++++ Records for processing

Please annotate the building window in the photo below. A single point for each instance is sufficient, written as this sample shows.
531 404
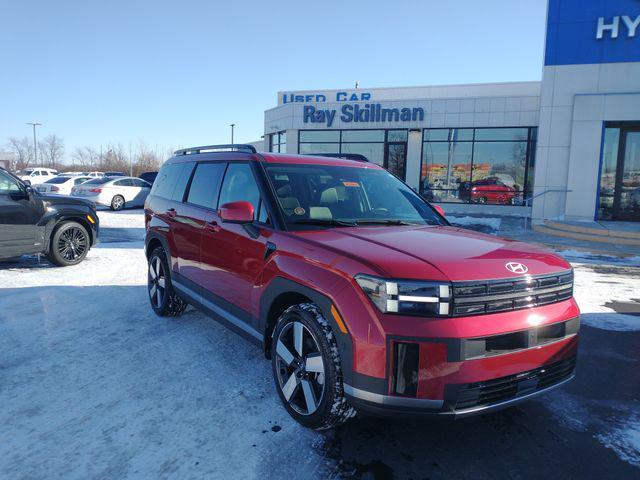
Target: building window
482 165
386 148
619 192
278 142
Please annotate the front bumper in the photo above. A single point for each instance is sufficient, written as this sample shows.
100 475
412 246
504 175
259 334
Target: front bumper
469 399
456 378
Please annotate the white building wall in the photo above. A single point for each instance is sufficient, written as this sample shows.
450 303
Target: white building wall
575 101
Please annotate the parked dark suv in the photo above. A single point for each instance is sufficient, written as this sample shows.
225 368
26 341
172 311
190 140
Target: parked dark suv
360 293
63 228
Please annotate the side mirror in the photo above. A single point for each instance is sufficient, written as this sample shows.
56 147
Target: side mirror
236 212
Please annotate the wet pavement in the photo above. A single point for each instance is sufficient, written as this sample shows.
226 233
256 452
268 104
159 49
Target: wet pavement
579 431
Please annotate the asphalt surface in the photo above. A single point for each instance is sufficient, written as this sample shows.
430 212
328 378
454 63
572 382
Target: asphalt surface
556 436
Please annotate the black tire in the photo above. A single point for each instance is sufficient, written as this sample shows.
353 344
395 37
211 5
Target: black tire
70 244
163 298
117 203
310 388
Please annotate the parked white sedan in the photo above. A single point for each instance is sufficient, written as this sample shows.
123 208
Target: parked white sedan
114 192
60 185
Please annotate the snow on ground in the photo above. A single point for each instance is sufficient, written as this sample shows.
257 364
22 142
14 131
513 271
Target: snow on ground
492 223
94 385
608 296
597 258
624 439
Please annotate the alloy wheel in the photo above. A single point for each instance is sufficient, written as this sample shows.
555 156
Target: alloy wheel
156 282
72 244
300 368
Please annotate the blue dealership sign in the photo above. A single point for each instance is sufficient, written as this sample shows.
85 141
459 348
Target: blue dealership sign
592 31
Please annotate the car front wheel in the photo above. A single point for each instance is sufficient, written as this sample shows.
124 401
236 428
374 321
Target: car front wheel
117 203
307 368
69 244
164 300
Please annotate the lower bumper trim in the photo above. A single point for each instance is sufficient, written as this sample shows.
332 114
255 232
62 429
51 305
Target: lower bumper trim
417 406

++++++++

(Task directions):
Could you reproduce the whole listing above word for word, omitting the pictures?

(Written answer):
Please annotate the building window in the photo below. A single point for each instance is sufficient, written as this sample shows.
531 404
Target: building window
482 165
386 148
619 192
278 142
Please annotate the front bumper in the photo above. A single point for each instance is sufficient, written as this sample shows.
100 475
412 246
504 175
259 334
Target: front bumper
469 399
456 378
Please annotate the white building wall in the photo above. A single point for each instance is sufficient, written as this sample shows.
450 303
Target: white building wall
575 101
Please annotate the parked dark suv in the photo above. A single point for each instance is sufficient, written as this sample shows.
225 368
26 341
172 311
190 140
Target: parked dark suv
360 293
63 228
Please annotate the side mirror in the photo above. A single point for each instance is sufficient, written as this sample shows.
56 147
Target: side mirror
236 212
Please annotate the wet pavement in the photo above. A single point for each instance is sufficient, written as this sample shows.
226 233
256 452
268 104
159 49
Target: wet pavement
579 431
Please annotate the asphalt surface in the photo above. A single point for each instance is sufficient, written as this sample shows.
430 212
328 378
454 63
572 382
Target: asphalt surface
556 436
Please annotate the black tire in the photo above. A single point for each instance is sufficient, written as this sample shows.
353 344
395 37
211 5
Target: black tire
70 244
163 298
117 203
310 388
Please annotate the parked white sedan in the photo above. A single point for each instance is sufficient, written as this sample shows.
123 208
Target: parked white sedan
114 192
60 185
Please annotate the snow on ground in the photo above. A single point for each instance is sufficient, written as this sample shows.
257 364
22 142
14 131
513 271
Target: snow on ground
492 223
94 385
608 296
597 258
624 439
Please annotate the alloy wheel in the photo above. A single point for each instance is sufficient, written as this sample shows.
555 156
Target: alloy wheel
156 282
72 244
300 368
Please annotate the blue dealership sign in the photo above. A single point for each instance is sufficient, written as this sample shows.
85 141
459 348
Target: blue dealership sign
592 31
Please annotate the car front wheel in the photo above. A single point for each instance is sufficient, written as this sample shows.
124 401
236 428
374 321
Target: car front wheel
117 203
307 368
69 244
164 300
Please annotate the lower bumper trim in the photo above. A single point for each instance is sufficient, written as this sample shows.
332 114
255 232
62 429
51 305
Target: lower bumper trim
417 406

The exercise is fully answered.